(Raw records)

┄┄┄┄┄┄┄┄┄┄

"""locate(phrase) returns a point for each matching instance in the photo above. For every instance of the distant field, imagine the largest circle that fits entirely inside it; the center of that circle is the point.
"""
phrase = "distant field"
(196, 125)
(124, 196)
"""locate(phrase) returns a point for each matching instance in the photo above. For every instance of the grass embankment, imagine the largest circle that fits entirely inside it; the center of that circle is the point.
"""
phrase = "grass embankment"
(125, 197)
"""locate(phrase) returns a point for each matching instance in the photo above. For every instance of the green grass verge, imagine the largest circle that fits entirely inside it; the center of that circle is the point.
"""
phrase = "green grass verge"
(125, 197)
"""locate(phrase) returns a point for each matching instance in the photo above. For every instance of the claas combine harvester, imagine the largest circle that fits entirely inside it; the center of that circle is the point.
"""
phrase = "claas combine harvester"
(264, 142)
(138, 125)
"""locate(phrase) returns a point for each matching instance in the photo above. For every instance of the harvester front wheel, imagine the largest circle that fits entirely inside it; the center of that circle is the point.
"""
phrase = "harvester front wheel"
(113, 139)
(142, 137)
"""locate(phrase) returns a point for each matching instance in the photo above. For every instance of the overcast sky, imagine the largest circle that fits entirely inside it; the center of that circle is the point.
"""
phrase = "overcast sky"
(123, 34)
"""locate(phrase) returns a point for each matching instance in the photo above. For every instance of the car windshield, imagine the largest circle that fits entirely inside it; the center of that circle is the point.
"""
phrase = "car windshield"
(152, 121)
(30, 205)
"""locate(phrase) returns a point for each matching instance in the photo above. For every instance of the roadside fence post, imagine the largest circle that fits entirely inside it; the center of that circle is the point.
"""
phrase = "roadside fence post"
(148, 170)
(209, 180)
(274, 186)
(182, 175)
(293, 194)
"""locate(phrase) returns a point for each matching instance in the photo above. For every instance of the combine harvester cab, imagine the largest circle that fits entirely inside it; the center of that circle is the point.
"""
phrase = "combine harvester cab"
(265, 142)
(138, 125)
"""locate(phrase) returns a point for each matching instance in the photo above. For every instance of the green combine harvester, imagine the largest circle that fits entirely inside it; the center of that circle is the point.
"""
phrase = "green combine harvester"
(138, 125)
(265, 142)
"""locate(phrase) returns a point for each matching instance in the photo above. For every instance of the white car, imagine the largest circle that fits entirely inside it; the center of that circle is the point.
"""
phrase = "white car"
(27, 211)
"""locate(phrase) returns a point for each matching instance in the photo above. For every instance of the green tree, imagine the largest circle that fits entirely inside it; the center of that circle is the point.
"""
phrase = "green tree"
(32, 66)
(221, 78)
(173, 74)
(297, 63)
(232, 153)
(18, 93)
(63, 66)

┄┄┄┄┄┄┄┄┄┄

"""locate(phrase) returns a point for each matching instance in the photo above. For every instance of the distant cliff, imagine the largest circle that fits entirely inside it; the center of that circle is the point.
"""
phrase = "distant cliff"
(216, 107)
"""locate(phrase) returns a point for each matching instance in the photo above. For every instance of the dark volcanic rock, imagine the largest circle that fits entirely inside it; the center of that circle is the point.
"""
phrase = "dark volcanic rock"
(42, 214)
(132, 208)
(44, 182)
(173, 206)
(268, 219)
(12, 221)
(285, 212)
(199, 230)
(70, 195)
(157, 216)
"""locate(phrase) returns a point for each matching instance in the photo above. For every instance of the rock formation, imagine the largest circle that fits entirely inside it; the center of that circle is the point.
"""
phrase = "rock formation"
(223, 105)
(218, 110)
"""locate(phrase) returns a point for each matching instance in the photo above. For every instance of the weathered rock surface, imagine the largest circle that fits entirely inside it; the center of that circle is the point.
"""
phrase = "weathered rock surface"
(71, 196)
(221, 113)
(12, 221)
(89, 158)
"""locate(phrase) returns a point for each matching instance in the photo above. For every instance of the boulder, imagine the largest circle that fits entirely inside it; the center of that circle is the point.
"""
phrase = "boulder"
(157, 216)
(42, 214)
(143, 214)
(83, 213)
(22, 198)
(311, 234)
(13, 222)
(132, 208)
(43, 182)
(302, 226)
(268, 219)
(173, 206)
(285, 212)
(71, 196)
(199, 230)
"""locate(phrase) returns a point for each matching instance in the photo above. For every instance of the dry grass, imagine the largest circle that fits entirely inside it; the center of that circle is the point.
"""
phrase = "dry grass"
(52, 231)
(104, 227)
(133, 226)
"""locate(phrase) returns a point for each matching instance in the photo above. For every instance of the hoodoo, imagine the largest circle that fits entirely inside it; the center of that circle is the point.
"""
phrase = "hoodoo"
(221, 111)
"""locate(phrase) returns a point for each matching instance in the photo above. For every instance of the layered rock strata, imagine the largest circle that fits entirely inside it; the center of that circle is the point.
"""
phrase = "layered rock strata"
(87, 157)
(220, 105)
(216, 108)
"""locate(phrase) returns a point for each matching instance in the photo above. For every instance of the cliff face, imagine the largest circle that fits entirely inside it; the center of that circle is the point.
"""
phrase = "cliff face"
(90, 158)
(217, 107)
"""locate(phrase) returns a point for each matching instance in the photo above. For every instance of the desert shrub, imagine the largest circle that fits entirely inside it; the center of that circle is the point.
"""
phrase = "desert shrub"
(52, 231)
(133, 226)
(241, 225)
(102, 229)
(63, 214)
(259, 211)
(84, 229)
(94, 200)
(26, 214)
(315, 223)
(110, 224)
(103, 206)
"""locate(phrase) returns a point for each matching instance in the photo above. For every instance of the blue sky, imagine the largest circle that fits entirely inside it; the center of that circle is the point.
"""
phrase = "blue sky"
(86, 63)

┄┄┄┄┄┄┄┄┄┄

(TASK DESCRIPTION)
Pick out every line in the raw records above that contains the string "front", and copy each of those lines in full.

(TASK OUTPUT)
"""locate(phrase) returns a point for each matching instance in the photo above. For every instance of the harvester front wheel, imagine the largest circle that fits entirely inside it; the center of that circle is the point.
phrase = "harvester front wheel"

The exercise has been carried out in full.